Exercise 1: Rewrite the Accumulo indexing post from "Posted to user@accumulo.apache.org" up to and including "UUID in Accumulo.", switching "schema" to "data model".
Exercise 2: Resume the Accumulo indexing post from where it stops.

Passage:

_ _ _ _ _ _ _

Posted to user@accumulo.apache.org by "mohit.kaushik" <mo...@orkash.com> on 2015/07/01 09:16:36 UTC

Accumulo indexing social media data

Hi,

We have an social media application currently using MongoDB to serve 
documents . We decided to shift it to Accumulo. I am designing the 
schema and indexing approach but having some difficulties in managing 
indexes and a few concerns with generating UUID in Accumulo.

UUID : The data is being indexed in MongoDB 24 hours. MongoDB generates 
a 12 byte UUID sorted on current time and good for multi-user 
multi-process environment (<time>     <Mac add>    <process id>  <client 
counter> ) which is perfect. but if I concatenate  the time,mac add, 
process-id, client counter. These are around 28 to 30 characters which 
means around 60 bytes. And If I store it in reverse order so that the 
latest document shows on top, the size would be doubled( more than 120 
bytes) as described by David Medinets. Is there any way to store this 
UUID in lesser size or any other efficient way to generate UUID reverse 
sorted on current time.

_ _ _ _ _ _ _

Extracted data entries
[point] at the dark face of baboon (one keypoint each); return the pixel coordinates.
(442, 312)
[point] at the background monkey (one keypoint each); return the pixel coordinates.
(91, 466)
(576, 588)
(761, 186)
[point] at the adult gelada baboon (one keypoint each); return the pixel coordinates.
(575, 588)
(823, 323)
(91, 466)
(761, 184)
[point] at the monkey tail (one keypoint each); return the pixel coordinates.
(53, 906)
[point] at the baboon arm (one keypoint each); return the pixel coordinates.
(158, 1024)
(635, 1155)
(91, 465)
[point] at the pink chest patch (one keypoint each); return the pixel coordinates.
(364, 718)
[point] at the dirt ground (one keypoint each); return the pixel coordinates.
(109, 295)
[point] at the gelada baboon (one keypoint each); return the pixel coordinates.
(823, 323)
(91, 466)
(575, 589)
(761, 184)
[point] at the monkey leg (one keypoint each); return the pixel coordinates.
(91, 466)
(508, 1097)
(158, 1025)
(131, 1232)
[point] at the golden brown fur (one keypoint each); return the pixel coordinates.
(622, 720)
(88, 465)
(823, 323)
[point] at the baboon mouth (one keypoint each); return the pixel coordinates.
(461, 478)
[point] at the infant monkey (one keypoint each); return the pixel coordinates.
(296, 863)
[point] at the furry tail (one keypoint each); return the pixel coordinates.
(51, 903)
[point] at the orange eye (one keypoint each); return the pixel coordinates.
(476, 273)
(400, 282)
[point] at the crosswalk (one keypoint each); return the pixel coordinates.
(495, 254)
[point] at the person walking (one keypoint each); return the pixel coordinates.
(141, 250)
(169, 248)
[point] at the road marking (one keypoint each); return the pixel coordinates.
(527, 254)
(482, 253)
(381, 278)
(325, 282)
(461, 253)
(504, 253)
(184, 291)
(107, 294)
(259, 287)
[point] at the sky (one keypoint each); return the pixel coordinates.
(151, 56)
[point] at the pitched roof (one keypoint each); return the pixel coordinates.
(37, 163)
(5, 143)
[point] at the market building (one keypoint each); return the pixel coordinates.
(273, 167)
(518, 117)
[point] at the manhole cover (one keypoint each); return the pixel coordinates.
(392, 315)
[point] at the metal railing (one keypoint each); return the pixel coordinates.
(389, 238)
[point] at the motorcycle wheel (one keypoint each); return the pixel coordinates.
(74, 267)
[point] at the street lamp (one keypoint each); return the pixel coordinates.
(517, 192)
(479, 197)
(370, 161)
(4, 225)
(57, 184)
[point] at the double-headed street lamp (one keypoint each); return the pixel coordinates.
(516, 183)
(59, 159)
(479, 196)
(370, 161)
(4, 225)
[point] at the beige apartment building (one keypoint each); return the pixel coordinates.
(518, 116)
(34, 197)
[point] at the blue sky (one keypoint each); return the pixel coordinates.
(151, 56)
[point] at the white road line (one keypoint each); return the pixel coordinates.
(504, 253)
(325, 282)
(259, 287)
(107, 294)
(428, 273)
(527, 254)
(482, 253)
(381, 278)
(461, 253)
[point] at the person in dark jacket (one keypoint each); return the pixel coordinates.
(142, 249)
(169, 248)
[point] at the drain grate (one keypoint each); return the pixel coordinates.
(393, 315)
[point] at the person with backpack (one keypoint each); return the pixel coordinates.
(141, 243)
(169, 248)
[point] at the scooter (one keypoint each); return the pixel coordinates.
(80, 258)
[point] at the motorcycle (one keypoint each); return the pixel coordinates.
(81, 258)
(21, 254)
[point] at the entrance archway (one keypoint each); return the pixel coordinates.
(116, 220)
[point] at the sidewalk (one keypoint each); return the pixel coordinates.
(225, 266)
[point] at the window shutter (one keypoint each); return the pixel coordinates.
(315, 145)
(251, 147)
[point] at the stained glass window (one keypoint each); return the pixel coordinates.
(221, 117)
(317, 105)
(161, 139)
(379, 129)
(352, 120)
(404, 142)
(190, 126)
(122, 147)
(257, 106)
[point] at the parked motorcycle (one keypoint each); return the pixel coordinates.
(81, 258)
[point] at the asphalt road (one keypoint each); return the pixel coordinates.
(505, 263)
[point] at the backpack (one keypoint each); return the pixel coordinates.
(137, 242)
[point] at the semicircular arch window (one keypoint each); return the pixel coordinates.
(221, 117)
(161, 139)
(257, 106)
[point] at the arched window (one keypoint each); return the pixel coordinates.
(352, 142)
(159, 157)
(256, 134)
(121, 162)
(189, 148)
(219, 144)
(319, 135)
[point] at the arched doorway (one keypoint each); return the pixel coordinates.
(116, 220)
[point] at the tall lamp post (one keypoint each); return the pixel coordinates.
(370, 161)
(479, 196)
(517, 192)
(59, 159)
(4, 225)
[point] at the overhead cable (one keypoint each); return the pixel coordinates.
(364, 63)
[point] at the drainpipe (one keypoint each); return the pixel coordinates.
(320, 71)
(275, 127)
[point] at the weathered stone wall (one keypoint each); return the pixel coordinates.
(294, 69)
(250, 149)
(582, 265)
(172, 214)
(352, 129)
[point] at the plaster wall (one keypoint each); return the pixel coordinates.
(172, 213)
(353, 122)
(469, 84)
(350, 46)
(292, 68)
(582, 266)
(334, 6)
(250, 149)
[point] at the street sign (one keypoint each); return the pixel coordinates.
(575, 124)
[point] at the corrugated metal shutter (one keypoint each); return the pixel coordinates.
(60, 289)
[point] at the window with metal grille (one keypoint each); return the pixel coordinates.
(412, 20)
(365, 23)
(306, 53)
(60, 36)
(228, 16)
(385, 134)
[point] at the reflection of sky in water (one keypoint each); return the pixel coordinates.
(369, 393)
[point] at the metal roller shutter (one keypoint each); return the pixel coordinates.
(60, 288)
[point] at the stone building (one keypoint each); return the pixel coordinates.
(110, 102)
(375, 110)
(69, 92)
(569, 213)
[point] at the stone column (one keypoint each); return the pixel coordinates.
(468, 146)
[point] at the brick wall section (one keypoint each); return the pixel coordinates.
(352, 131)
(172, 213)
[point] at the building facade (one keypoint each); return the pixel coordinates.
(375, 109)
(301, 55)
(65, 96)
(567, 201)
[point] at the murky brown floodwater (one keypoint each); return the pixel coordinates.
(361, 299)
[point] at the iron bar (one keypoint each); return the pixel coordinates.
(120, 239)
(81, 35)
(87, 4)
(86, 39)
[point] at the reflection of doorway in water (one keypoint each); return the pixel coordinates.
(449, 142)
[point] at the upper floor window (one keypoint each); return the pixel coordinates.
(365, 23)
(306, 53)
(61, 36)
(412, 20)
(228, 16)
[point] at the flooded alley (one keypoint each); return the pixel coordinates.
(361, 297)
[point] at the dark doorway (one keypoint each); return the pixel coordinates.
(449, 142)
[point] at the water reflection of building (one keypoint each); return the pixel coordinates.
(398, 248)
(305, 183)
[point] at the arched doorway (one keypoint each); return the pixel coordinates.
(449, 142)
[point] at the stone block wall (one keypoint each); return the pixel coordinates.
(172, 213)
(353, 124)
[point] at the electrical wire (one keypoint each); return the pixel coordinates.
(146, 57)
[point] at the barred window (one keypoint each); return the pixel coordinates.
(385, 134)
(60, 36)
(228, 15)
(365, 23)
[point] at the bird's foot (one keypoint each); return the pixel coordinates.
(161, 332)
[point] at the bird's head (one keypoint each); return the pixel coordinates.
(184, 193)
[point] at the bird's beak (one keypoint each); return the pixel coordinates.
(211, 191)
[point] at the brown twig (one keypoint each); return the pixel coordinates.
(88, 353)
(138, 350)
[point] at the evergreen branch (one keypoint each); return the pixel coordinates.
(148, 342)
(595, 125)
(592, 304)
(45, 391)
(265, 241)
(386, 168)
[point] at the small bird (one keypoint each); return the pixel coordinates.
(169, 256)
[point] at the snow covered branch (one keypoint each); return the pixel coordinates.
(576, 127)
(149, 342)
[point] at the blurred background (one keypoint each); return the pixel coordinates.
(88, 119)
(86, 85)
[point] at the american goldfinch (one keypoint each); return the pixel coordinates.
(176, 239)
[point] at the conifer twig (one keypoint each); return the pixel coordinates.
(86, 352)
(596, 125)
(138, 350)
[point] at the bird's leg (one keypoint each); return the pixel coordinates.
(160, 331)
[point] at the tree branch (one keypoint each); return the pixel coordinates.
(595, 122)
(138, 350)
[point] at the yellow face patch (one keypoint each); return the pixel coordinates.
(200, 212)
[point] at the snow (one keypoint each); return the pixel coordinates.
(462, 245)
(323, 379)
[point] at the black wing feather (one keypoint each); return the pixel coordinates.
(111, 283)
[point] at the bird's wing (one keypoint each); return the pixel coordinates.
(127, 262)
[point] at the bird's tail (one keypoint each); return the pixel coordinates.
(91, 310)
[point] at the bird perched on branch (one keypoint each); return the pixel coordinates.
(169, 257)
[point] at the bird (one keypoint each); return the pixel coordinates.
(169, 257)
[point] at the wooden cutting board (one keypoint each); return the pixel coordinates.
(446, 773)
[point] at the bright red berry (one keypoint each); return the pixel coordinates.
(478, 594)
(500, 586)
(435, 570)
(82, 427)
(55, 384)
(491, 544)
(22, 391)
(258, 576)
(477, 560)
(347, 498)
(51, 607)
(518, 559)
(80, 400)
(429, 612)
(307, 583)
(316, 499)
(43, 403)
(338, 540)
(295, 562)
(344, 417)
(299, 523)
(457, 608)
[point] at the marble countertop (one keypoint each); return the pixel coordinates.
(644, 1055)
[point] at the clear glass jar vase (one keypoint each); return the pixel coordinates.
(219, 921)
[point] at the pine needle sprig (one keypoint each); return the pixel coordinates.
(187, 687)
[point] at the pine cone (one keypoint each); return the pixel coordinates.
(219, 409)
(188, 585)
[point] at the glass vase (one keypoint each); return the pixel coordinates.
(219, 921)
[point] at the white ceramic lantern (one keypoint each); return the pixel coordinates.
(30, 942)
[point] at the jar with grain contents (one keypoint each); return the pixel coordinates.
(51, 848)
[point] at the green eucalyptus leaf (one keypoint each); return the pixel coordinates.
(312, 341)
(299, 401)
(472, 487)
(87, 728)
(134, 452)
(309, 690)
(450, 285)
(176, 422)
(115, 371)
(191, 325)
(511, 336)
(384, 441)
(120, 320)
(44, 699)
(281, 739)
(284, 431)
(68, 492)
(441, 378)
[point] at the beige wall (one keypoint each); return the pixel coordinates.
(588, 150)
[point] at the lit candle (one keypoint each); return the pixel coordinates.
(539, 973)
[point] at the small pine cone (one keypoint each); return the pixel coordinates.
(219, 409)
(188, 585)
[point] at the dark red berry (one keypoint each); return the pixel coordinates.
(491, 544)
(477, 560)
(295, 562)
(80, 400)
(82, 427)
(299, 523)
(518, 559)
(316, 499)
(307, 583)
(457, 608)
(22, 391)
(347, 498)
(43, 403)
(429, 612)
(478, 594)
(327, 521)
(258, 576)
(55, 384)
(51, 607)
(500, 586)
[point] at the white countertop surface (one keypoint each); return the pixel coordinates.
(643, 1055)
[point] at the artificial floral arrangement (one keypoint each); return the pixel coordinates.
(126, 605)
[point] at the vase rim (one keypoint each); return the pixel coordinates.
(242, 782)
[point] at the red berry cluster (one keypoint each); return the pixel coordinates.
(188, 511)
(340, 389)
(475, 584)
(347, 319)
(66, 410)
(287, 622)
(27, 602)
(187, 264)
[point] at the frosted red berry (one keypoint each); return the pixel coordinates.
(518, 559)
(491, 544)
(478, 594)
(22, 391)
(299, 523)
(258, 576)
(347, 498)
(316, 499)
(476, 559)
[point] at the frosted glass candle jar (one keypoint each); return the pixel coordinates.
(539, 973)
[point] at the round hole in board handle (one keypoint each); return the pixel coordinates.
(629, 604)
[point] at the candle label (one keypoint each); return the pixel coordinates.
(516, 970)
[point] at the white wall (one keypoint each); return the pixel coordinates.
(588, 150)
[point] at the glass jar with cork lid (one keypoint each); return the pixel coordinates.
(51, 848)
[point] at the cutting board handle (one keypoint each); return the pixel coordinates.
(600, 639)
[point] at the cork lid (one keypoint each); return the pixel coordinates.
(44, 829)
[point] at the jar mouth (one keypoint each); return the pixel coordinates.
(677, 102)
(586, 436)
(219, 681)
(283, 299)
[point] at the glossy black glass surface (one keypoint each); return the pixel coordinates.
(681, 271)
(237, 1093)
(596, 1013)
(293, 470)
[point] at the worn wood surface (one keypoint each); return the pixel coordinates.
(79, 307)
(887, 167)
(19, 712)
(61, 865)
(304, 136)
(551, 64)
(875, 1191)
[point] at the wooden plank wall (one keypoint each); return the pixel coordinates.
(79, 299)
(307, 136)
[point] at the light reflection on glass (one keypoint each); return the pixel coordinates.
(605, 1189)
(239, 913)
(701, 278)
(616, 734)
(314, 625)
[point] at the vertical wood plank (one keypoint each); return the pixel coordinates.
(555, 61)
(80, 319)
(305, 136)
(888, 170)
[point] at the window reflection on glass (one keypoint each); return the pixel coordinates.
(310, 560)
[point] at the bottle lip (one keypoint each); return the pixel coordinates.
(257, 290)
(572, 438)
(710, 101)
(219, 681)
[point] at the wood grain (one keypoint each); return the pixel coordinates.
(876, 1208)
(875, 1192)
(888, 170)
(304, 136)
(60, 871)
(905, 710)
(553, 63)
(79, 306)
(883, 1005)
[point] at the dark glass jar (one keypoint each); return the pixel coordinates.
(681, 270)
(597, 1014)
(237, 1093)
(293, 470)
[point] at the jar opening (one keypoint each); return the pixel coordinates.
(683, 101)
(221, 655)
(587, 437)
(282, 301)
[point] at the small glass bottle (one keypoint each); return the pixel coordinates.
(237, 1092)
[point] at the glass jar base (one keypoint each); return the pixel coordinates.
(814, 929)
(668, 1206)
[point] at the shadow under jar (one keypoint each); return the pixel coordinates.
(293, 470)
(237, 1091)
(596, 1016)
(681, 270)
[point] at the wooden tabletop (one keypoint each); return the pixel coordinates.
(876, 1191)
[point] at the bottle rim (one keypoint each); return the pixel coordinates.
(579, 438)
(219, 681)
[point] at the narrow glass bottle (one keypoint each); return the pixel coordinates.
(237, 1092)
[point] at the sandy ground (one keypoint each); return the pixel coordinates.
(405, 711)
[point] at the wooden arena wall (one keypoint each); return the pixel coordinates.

_ _ _ _ _ _ _

Exercise output 1:
Posted to user@accumulo.apache.org by "mohit.kaushik" <mo...@orkash.com> on 2015/07/01 09:16:36 UTC

Accumulo indexing social media data

Hi,

We have an social media application currently using MongoDB to serve 
documents . We decided to shift it to Accumulo. I am designing the 
data model and indexing approach but having some difficulties in managing 
indexes and a few concerns with generating UUID in Accumulo.

Exercise output 2:
Indexing : I need to retrieve documents from index based on some query 
on fields. I found two approaches to index documents in Accumulo.
(1) Term based reverse indexing and
(2) Document partitioning indexing

As Adam described in this video 
https://www.youtube.com/watch?v=Ck70G6OuGT4. If I use Document 
partitioning indexing.

Row                    <partition id>
                                /            \
CF                 <doc>            <index>
                            |                       |
CQ                <UUID>          <Term>
                            |                       |
                       <field>           <UUID>
                            |                        |
                            |                  <Field>
Value            <value>

If I just want to serve documents based on single term query. Would it 
be better to store <term> in column family so that I can limit on single 
term in CF. It will  reduce the data by a good factor. what can be other 
pros and cons of this approach?
And how should i decide the on partition_Id. If i storing tweets on 3 
node cluster?

Regards
Mohit Kaushik

Re: Accumulo indexing social media data

Posted by Christopher <ct...@apache.org>.

Sorry, I'm not that familiar with the D4M schema.

Regarding partitioning, I agree with Josh's response.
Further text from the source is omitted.